### CONSIGNE A
Relevez toutes les juridictions que l'extrait sur l'affaire du Levothyrox désigne par leur nom, en laissant de côté les mentions générales comme « la juridiction administrative ».
### CONSIGNE B
Donnez la suite de l'extrait sur l'affaire du Levothyrox à partir de sa dernière phrase.

### EXTRAIT DU DOCUMENT
--------------------------------
En novembre 2017, plusieurs personnes physiques assignent en référé le fabriquant (Merck santé) et l’exploitant (Merck Serono), aux fins d’obtenir leur condamnation, sous astreinte, à reprendre la distribution de l’ancienne formule du Levothyrox. Les sociétés opposent une exception d’incompétence au profit de la juridiction administrative.
En juin 2018, la cour d’appel de Toulouse déclare que la juridiction judiciaire est compétente pour connaître du litige. Elle condamne en outre la société Merck santé à fournir, sans délai et sous astreinte, le produit dans son ancienne formule, par le biais des circuits de distribution et de commercialisation, à plusieurs requérantes munies d’une prescription d’Euthyrox et se présentant dans une pharmacie désignée.

En juin 2019, la Cour de cassation décide de renvoyer au Tribunal des conflits la question de savoir quel est l'ordre de juridiction compétent pour connaître du litige opposant les requérantes à la société Merck santé. En effet, si la mesure sollicitée peut conduire, pour sa mise en œuvre, à ce que l'ANSM use de ses prérogatives en matière de police sanitaire et délivre de nouvelles AMM, elle vise aussi à ce qu'il soit enjoint à un producteur de reprendre la distribution d'une spécialité pharmaceutique. Ce qui ne constituait pas, en soi, une mesure de police sanitaire relevant de la compétence du juge administratif (Cass. 1re civ., 5 juin 2019, n° 18-19.011, à paraître).
--------------------------------
### DONNÉES FOURNIES
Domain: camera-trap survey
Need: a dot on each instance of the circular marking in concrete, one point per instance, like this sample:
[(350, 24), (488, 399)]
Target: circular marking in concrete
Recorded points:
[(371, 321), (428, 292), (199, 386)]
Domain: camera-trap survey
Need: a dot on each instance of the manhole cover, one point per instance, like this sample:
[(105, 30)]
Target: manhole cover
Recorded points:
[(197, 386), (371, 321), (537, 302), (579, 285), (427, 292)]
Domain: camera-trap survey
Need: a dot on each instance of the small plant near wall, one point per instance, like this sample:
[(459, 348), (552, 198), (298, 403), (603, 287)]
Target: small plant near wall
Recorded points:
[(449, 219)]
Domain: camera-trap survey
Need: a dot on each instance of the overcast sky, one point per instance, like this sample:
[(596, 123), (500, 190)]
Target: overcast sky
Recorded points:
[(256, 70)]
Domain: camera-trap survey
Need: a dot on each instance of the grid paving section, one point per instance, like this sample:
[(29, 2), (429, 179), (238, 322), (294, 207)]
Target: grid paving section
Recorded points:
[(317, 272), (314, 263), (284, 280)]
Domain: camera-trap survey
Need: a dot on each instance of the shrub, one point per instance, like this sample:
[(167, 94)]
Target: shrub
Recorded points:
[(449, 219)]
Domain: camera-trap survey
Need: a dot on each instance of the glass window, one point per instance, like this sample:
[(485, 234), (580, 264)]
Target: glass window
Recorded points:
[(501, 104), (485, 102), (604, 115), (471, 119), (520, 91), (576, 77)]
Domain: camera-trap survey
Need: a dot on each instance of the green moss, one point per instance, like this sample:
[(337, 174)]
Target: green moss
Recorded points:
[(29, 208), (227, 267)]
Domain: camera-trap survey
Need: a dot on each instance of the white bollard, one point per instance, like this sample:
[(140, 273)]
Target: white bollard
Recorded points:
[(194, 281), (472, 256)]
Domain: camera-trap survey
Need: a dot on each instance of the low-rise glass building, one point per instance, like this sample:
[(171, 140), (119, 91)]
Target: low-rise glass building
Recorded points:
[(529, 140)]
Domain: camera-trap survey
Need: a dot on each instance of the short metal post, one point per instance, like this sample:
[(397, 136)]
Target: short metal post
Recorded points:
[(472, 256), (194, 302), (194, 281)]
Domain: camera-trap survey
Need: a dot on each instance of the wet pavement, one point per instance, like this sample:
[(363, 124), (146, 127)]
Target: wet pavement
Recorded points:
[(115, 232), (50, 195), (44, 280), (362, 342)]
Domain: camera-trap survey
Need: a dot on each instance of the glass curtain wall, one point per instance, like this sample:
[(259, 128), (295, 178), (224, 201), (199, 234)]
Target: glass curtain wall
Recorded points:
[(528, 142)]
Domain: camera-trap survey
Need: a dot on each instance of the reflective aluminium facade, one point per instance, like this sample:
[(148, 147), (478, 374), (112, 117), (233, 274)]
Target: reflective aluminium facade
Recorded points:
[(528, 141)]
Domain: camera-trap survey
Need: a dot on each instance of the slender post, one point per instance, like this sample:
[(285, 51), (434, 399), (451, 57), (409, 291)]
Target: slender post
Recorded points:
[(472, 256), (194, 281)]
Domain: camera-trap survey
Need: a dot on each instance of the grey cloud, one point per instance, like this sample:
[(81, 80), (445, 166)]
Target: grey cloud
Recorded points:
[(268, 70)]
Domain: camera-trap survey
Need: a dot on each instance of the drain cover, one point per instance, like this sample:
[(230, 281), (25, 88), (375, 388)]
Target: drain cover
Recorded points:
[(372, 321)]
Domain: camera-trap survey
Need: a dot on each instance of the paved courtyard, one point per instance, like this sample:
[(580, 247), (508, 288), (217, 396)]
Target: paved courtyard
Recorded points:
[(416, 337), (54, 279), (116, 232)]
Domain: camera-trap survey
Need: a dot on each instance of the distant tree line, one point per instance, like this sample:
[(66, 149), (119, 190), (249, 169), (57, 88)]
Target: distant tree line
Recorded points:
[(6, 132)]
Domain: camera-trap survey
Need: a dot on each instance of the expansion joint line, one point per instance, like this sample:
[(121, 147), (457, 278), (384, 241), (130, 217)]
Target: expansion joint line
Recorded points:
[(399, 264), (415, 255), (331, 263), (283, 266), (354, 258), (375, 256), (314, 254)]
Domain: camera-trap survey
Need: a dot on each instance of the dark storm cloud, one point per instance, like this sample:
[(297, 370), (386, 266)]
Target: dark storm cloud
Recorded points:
--------------------------------
### RÉSULTAT DE L'EXERCICE A
- la cour d'appel de Toulouse
- la Cour de cassation
- le Tribunal des conflits

### RÉSULTAT DE L'EXERCICE B
En novembre 2019 (T. confl., 4 nov. 2019, n° C4165), le Tribunal des conflits rappelle qu'en vertu de l'article L. 5121-8 du Code de la santé publique, toute spécialité pharmaceutique qui n'a pas fait l'objet d'une AMM délivrée par l'Union européenne, doit faire l'objet, avant sa mise sur la marché, d'une autorisation délivrée par l'ANSM, établissement public administratif de l'État placé sous la tutelle du ministre de la Santé. L'importation de médicaments est également subordonnée à autorisation de l'ANSM (C. santé publ., art. L. 5124-13). Il considère également le fait que l’autorisation de mise sur le marché vaut autorisation d'importation et que le fait de commercialiser ou de distribuer des médicaments sans AMM ou autorisation d'importation fait l'objet de sanctions pénales (C. santé publ., art. L. 5421-2). Ceci, pour en déduire que l'ANSM, dans le cadre de sa mission de police sanitaire régissant la fabrication, la distribution et la mise sur le marché des spécialités pharmaceutiques, dispose de la compétence exclusive pour autoriser la mise sur le marché des spécialités pharmaceutiques et en fixer les conditions d'utilisation.
Le Tribunal des conflits relève néanmoins que le juge judiciaire est seul compétent pour connaître d'une action engagée par des personnes privées aux fins d'obtenir qu'une société commercialise une spécialité pharmaceutique dont elle est le fabricant et qui bénéfice d'une AMM en France. En revanche, les requérants demandaient qu'il soit enjoint à la société Merck de commercialiser la spécialité Levothyrox ancienne formule. Or celle-ci ne bénéficie plus d’AMM en France. Le litige tend donc à mettre en cause la décision prise sur ce point par l'ANSM dans l'exercice des pouvoirs de police qu'elle tient des dispositions mentionnées ci-dessus. C’est la raison pour laquelle le principe de séparation des autorités administratives et judiciaires s'oppose à ce que le juge judicaire connaisse d'une telle action.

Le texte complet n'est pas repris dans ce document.